Objective:
Could you reproduce the items below, beginning at the line that contains "Find every instance of the large" and stopping after the last item, with each pixel coordinate in the answers scaled by 2.4 and rounded to a whole number, halves rounding up? Keep the requests unchanged and leave the pictures out.

Record extracts:
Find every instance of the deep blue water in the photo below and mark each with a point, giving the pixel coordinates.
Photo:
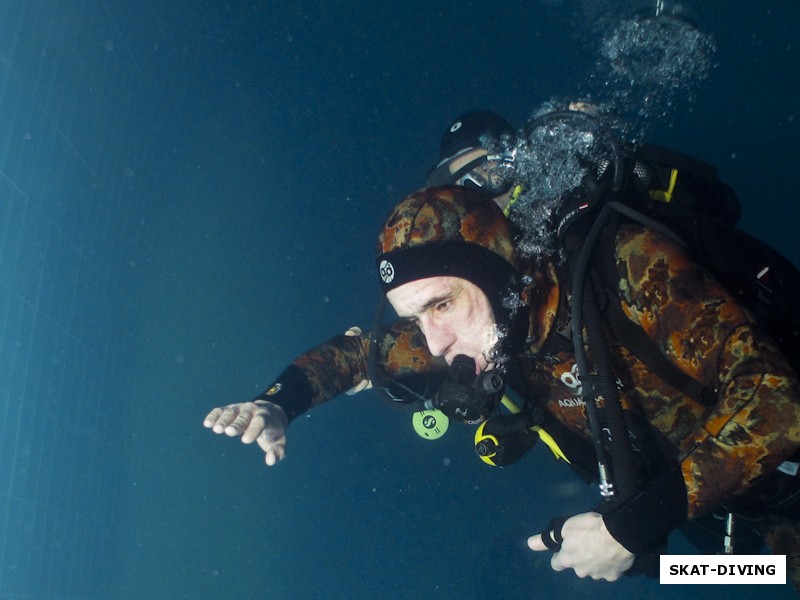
(189, 197)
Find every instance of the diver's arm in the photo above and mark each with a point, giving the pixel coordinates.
(750, 429)
(314, 377)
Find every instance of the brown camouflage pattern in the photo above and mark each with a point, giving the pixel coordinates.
(448, 213)
(724, 450)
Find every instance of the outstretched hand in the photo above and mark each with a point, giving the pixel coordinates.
(259, 421)
(587, 548)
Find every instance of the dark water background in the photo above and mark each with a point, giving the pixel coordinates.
(189, 196)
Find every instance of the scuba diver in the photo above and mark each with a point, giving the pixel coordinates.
(484, 316)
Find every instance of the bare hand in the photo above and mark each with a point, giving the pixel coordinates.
(588, 549)
(260, 421)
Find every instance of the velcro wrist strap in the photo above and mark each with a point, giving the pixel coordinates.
(646, 519)
(291, 391)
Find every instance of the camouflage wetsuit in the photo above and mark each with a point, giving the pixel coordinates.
(717, 453)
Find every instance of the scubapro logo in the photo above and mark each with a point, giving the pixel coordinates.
(386, 270)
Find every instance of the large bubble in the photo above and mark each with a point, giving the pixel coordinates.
(646, 64)
(563, 149)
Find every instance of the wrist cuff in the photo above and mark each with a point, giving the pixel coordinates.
(646, 519)
(291, 391)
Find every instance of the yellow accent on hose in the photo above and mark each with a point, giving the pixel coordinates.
(543, 435)
(666, 195)
(514, 197)
(479, 435)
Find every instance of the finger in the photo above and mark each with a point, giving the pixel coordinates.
(239, 424)
(224, 416)
(212, 417)
(271, 458)
(254, 429)
(535, 543)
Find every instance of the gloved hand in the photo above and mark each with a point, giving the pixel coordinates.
(587, 548)
(260, 421)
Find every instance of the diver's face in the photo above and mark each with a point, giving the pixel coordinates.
(453, 314)
(480, 174)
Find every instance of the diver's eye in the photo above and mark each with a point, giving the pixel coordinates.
(443, 306)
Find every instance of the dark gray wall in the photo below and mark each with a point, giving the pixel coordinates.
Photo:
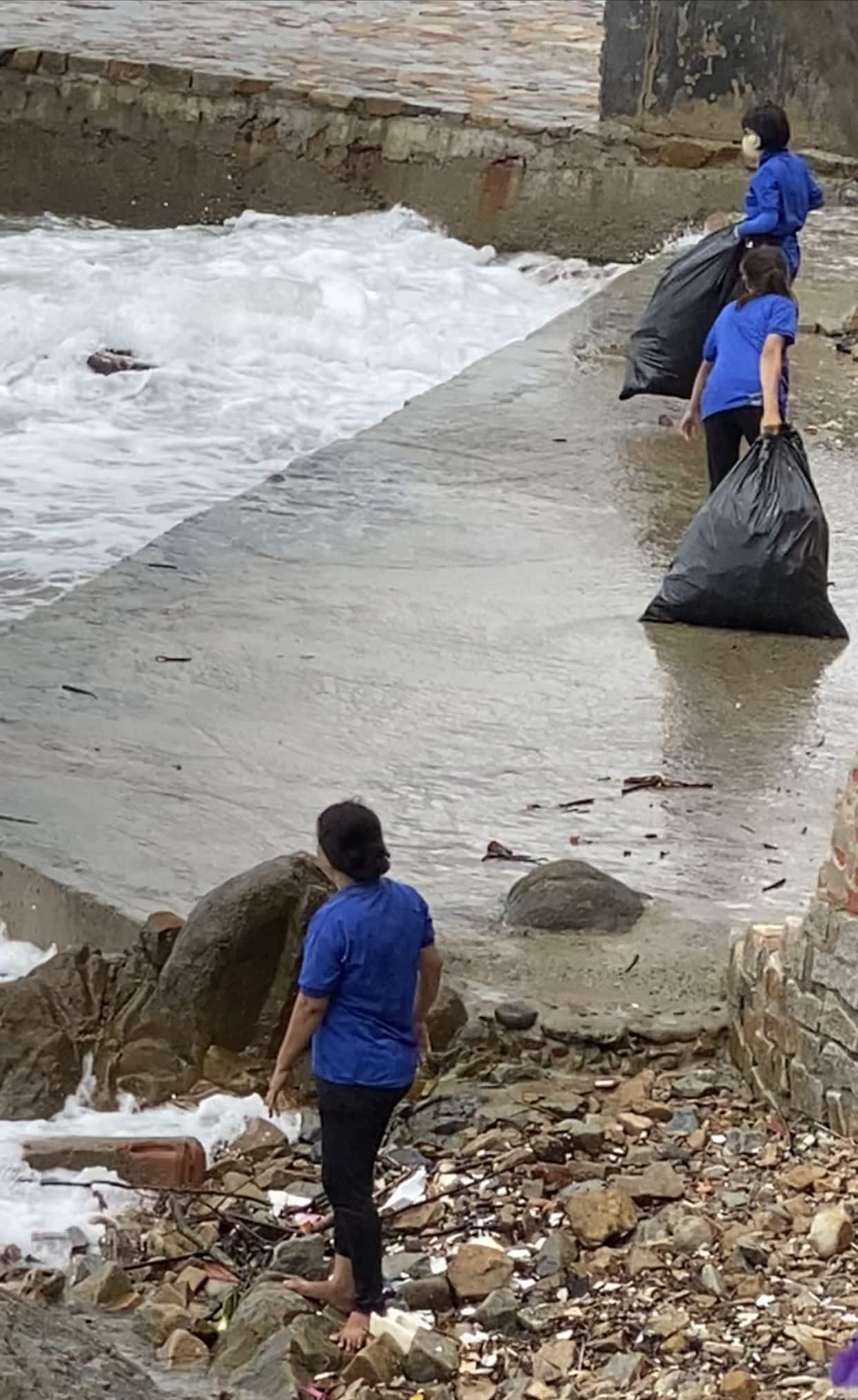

Response to the exercise:
Find every instance of the large bubble in the photo above and mark each with a point, giving the pixel coordinates.
(1550, 154)
(1351, 358)
Find every instance of the wrist cuff in the photo above and mark each with a point, giving the pixel coordinates.
(1550, 1246)
(698, 938)
Find every instance of the yellow accent on hose in the photo above and mark each with a point, giving the pixel coordinates.
(1303, 1044)
(1598, 468)
(1234, 473)
(1150, 1044)
Find every instance of the finger in the photo above and mark each with a point, giving the pixel coordinates.
(574, 1018)
(538, 998)
(509, 1001)
(650, 1099)
(610, 1030)
(1284, 1303)
Find every instance of the gloved hand in the photo above and mark each with a point, giving the pixel coordinates.
(1409, 1315)
(624, 1010)
Find every instance of the diver's face in the photo above and mark each with a point, giving the pixel coordinates.
(1087, 754)
(1152, 418)
Find every instance of the diver's eye in the photo above and mark each with a point, giving the pixel coordinates.
(1063, 734)
Find every instance of the dark gray wall in the photo below and mark each with a point, giving the pixel coordinates.
Photo:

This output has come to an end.